Extracted entries |
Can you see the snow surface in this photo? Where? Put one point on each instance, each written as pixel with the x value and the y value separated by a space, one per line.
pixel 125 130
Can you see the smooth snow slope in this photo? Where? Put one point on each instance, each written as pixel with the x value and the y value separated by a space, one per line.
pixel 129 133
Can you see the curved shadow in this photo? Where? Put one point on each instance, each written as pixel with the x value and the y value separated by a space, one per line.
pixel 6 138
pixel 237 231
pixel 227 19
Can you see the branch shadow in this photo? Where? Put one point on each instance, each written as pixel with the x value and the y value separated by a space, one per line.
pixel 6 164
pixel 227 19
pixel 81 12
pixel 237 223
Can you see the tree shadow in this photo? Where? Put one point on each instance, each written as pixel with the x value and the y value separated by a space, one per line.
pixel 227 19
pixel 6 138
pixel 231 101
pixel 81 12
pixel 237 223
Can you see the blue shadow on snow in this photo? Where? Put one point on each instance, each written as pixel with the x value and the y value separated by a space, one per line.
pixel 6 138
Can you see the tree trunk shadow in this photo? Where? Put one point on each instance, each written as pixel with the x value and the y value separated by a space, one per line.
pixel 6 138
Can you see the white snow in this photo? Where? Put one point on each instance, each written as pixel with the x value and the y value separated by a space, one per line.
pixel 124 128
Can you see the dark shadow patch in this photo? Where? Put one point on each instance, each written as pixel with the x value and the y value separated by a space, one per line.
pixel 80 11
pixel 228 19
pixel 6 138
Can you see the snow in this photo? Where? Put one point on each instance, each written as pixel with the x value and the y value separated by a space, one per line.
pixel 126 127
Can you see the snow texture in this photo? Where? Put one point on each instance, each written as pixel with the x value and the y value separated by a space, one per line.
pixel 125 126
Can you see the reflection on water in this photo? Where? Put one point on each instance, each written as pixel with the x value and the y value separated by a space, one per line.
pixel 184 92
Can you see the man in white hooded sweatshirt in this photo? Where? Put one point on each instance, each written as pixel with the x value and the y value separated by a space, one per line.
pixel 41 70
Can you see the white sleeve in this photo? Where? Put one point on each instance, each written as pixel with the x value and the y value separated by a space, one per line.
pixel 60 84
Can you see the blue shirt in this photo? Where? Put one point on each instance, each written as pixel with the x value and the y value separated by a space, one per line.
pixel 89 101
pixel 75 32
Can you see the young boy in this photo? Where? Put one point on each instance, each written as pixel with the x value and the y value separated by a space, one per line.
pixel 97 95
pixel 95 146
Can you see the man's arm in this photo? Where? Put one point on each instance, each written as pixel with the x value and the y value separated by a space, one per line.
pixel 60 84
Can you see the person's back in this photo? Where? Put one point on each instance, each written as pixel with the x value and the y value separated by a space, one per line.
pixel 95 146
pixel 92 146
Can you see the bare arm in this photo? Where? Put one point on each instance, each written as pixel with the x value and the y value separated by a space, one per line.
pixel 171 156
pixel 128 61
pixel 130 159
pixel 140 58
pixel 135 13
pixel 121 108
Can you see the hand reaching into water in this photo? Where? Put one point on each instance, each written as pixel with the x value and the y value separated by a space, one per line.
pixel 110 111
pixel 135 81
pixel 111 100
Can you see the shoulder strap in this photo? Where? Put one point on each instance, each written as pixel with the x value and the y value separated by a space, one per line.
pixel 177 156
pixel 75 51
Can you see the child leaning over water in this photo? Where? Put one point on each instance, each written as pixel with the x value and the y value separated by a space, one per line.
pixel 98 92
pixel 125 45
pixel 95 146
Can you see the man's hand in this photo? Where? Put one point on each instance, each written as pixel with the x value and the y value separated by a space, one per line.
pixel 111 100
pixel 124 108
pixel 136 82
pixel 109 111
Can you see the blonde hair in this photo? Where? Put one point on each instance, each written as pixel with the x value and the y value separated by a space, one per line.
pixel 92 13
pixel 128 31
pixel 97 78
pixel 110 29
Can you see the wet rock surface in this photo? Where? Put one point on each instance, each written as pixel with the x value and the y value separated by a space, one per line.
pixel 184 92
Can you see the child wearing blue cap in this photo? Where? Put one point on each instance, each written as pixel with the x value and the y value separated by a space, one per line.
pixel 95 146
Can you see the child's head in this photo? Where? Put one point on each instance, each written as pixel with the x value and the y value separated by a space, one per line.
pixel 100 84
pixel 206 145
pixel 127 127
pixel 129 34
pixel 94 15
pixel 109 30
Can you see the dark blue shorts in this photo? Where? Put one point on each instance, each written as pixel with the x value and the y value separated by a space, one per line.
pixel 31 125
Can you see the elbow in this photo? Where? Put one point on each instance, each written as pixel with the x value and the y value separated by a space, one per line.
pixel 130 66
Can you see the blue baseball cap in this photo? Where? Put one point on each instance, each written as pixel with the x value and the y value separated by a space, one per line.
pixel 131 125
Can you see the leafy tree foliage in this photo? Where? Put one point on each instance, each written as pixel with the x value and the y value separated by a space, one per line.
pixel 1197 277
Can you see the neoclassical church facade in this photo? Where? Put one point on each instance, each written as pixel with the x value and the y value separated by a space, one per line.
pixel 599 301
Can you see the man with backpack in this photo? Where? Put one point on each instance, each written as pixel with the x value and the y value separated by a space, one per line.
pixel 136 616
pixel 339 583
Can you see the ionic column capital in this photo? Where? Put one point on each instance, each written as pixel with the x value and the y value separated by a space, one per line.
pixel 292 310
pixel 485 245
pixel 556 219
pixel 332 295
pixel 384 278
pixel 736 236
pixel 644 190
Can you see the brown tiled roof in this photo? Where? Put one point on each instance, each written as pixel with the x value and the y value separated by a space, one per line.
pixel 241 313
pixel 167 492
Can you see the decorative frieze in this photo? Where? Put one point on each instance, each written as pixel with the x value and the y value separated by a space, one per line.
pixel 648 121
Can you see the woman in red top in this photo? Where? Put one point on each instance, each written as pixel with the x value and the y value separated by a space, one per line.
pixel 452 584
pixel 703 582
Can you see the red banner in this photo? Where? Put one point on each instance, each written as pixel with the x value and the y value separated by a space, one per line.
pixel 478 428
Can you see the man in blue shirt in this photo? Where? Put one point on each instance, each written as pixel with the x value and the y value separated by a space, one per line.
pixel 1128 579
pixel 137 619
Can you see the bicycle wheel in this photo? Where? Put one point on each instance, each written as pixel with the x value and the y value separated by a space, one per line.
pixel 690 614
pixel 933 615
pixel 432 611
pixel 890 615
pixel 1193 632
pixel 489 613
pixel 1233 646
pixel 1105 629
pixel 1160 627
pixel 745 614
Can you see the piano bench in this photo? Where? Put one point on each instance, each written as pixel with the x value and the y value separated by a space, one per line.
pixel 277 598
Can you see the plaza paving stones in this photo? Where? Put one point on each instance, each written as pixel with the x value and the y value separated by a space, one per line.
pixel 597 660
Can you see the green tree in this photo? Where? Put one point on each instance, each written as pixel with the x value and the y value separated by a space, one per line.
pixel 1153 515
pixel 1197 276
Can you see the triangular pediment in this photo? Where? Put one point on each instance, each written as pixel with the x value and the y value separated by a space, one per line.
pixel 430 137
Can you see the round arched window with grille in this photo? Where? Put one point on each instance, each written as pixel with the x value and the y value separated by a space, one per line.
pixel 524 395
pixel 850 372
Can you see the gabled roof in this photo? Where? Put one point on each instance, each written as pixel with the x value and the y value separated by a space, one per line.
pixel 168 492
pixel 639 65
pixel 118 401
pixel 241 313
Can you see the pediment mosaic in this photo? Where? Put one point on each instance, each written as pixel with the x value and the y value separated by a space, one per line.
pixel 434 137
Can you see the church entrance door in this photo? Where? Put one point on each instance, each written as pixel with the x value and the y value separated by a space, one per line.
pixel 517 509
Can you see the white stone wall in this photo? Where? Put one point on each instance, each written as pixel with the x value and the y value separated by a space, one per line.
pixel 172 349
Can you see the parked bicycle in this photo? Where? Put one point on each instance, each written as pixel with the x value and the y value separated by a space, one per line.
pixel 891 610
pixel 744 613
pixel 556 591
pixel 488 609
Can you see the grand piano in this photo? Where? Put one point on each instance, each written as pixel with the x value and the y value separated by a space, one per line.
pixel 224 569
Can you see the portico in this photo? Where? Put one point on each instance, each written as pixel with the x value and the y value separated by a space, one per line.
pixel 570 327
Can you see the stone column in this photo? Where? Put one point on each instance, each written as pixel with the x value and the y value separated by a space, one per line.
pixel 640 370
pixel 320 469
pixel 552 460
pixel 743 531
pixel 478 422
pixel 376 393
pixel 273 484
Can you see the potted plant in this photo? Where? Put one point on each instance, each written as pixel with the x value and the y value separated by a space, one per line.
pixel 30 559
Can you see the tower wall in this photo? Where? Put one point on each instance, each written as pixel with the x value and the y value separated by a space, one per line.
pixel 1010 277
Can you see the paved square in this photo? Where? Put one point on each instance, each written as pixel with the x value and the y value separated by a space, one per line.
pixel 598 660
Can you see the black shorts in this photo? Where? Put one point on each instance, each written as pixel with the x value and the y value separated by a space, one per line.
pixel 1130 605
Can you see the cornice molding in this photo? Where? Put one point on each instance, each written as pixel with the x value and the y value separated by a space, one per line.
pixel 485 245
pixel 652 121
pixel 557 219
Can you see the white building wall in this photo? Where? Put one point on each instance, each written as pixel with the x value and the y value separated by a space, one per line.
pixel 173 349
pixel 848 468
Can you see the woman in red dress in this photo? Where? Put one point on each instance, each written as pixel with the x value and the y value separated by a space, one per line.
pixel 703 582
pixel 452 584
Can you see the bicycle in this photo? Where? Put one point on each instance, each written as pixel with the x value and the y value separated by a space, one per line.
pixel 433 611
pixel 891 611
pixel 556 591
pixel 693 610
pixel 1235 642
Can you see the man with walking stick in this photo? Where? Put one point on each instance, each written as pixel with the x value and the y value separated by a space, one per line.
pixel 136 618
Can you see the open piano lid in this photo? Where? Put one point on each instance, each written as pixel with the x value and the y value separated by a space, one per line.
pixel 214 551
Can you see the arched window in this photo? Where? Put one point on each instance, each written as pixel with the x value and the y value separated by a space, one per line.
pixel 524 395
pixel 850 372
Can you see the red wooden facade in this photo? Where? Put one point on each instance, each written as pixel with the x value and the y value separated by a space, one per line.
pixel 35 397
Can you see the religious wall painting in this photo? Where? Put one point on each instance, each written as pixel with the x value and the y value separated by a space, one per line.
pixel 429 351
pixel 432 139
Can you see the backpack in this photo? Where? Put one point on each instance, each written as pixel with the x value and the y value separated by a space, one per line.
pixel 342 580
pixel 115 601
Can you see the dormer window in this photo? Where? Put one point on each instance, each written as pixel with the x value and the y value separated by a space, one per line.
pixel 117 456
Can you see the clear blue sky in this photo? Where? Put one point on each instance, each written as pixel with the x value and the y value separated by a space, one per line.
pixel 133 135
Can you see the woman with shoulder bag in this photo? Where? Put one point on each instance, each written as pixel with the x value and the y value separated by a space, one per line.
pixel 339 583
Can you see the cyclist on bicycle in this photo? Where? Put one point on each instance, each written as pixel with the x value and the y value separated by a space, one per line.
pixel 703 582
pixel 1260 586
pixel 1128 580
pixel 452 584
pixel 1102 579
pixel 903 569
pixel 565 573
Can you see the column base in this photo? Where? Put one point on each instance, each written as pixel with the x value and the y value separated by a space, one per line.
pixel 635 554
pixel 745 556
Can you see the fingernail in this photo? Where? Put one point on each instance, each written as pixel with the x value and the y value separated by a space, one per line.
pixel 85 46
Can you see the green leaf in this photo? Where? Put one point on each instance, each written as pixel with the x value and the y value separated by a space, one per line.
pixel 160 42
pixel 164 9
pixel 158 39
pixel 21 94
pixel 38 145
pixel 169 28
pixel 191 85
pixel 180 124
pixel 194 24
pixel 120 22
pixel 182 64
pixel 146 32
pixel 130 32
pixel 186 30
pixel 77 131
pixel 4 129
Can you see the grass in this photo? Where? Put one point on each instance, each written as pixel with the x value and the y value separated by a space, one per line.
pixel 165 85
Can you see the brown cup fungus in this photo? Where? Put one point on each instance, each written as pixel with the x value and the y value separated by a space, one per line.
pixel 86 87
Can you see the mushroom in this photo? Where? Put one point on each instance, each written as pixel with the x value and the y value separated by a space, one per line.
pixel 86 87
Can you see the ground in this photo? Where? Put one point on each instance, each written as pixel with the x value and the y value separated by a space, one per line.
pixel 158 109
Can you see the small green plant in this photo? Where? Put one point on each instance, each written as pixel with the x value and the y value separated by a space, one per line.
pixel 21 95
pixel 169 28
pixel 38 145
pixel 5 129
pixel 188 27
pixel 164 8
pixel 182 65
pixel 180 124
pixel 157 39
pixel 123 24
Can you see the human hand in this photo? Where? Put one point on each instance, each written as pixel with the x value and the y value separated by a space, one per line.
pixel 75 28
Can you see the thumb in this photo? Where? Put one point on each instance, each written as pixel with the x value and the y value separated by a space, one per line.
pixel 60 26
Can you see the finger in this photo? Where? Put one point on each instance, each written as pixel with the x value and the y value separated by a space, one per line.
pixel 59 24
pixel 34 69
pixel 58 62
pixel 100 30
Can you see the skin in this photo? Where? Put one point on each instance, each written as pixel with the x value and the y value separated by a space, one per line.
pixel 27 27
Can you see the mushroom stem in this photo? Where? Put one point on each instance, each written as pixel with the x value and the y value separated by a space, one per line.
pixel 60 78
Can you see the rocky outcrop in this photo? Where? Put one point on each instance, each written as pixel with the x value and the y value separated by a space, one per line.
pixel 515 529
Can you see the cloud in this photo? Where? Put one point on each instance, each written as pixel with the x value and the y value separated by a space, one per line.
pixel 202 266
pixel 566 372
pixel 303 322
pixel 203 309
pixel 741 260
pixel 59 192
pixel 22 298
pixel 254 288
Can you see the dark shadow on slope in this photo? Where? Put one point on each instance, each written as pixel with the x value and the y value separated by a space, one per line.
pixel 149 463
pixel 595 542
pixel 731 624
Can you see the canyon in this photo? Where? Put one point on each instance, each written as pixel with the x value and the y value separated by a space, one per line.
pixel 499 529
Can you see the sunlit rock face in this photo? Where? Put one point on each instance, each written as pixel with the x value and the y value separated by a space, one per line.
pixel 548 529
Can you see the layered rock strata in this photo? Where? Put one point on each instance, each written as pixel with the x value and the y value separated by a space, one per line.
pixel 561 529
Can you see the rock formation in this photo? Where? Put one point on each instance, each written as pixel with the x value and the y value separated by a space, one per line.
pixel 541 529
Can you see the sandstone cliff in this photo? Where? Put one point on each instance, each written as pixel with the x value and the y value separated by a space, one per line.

What you will do |
Rename "snow" to "ice" in the lines from the start of the material through the line holding "pixel 129 133", inclusive. Leave everything else in those lines unchanged.

Task solution |
Can you see the ice surface in this photo? Where? Put one point on each instance, each written as pixel with the x value and the y value separated by a space, one per line.
pixel 125 130
Can you see the smooth ice slope in this photo? Where? Put one point on each instance, each written as pixel with the x value and the y value separated by a space, one per line.
pixel 129 133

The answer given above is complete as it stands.